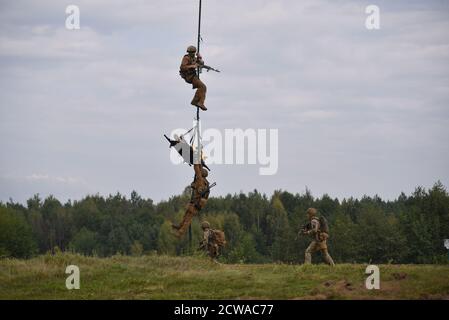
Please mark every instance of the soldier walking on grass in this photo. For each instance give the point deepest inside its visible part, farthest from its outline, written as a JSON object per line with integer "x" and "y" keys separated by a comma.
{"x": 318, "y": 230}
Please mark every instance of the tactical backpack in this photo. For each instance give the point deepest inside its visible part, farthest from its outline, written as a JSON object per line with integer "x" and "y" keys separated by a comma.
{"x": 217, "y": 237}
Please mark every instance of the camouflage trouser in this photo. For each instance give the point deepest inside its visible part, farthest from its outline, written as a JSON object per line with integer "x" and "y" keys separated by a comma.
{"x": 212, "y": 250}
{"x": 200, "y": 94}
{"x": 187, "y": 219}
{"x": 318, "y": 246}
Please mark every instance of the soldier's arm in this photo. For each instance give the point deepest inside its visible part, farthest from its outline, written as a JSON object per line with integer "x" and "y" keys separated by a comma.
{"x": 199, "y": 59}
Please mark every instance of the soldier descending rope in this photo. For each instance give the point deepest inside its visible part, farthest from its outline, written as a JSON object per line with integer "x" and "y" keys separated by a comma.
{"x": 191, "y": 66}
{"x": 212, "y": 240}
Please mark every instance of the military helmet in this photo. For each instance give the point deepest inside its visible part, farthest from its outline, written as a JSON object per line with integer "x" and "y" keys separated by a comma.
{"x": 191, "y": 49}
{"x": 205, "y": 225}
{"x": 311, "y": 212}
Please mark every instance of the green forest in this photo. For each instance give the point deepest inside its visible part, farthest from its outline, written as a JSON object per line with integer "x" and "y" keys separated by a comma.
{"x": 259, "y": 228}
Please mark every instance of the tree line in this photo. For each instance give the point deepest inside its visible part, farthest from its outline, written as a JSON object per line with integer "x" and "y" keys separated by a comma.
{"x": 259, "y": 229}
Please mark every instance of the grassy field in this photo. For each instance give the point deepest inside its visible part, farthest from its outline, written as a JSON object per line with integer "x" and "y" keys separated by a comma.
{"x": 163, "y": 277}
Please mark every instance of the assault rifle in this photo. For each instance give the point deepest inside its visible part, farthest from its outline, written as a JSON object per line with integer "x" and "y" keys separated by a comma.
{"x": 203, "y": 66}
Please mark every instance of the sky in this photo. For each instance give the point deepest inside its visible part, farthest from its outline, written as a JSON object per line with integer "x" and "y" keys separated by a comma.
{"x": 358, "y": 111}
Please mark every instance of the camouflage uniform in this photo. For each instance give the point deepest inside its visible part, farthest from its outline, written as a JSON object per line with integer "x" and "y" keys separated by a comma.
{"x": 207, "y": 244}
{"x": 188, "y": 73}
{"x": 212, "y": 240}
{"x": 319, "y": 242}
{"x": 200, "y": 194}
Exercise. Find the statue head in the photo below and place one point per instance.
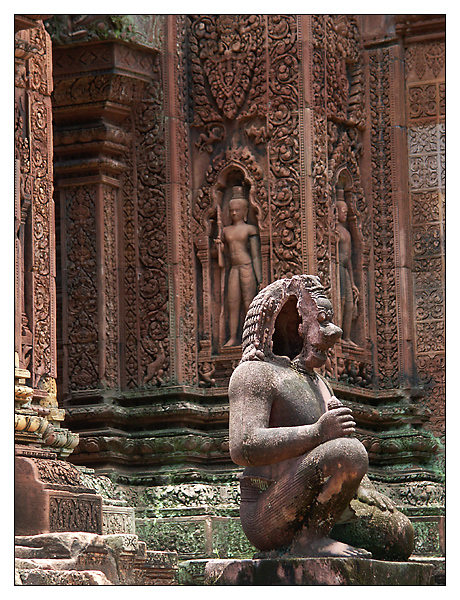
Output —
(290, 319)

———

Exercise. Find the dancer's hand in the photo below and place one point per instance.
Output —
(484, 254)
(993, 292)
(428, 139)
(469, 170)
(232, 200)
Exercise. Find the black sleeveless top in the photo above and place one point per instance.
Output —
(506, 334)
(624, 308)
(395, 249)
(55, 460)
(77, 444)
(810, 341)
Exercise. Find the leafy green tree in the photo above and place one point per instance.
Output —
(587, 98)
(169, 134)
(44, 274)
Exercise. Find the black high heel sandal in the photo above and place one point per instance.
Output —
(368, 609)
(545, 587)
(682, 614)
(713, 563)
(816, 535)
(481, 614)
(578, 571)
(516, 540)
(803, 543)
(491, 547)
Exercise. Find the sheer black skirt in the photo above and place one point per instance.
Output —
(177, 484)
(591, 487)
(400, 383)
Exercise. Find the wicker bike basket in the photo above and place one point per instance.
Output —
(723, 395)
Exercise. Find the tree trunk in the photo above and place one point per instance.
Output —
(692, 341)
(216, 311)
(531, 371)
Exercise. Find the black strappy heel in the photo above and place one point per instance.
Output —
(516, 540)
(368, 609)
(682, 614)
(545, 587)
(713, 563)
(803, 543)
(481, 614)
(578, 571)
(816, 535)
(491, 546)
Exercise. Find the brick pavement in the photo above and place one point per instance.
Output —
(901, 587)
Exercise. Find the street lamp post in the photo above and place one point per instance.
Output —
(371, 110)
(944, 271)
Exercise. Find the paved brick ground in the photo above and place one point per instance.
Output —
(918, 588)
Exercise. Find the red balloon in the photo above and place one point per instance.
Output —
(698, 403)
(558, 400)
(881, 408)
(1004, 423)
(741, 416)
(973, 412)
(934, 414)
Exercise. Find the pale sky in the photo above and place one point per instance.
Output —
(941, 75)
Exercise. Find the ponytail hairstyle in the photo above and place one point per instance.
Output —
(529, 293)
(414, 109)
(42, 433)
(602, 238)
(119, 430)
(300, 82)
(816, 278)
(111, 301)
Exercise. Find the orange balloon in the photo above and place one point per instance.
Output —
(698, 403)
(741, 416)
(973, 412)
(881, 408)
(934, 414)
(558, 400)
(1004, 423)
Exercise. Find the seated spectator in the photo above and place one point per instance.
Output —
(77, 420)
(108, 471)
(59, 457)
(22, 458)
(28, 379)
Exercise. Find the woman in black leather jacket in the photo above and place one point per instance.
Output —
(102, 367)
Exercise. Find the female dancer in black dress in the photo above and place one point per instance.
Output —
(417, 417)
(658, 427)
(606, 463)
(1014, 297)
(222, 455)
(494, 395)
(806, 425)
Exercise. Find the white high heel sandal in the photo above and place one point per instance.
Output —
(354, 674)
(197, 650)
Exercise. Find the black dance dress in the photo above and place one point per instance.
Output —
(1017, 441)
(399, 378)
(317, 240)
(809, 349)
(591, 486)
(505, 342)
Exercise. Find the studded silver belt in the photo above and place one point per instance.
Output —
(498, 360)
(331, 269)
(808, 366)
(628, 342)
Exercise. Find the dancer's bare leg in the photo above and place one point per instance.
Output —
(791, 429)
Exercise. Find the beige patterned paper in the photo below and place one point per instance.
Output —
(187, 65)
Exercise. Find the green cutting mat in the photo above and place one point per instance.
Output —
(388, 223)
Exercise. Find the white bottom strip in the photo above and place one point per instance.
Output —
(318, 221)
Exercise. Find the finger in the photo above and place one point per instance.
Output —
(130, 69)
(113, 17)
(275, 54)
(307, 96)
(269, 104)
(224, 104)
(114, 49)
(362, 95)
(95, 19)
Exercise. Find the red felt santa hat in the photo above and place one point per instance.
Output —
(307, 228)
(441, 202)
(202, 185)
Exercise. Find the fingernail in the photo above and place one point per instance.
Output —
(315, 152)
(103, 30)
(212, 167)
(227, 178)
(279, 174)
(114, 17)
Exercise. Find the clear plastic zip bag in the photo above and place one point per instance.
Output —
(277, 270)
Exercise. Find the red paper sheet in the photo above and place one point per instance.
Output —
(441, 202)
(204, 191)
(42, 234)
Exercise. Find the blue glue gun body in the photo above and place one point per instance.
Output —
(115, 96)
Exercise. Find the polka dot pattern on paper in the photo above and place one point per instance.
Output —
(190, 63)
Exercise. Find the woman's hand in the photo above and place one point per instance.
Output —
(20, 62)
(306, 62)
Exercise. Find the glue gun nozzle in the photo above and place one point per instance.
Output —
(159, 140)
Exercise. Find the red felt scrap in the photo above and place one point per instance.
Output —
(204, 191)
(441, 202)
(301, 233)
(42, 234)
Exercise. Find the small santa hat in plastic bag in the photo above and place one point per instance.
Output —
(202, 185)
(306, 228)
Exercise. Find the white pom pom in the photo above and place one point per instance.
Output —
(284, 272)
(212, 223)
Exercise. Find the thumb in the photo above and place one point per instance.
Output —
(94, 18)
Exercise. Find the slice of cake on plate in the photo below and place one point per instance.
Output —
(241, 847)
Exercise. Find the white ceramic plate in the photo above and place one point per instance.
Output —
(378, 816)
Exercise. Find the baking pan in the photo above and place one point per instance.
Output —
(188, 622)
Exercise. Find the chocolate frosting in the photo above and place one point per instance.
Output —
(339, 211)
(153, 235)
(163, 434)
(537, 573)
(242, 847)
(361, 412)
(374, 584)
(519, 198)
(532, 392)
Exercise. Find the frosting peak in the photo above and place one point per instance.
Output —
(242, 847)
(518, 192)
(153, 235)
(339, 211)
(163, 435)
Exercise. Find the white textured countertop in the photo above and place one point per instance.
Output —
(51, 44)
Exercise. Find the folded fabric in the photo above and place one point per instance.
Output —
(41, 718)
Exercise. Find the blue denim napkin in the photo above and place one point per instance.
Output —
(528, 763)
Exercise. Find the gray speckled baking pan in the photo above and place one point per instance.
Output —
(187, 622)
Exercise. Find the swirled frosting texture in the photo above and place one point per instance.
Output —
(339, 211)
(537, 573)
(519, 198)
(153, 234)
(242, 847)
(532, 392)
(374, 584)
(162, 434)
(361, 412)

———

* _TASK DIRECTIONS_
Pull out each line of the listing above that contains the string "white". Only matches in the same letter case count.

* _EXERCISE RESPONSE_
Exercise. Find the white high heel sandal in the photo above and place one point per instance.
Exercise. Find the white bottom strip in the photo above and place one point per instance.
Exercise. Find the white pom pom in the photo above and place one point per instance.
Exercise. Find the white ceramic plate in the photo above and place one point per instance.
Exercise. Find the white textured countertop in the photo above and place one point per instance.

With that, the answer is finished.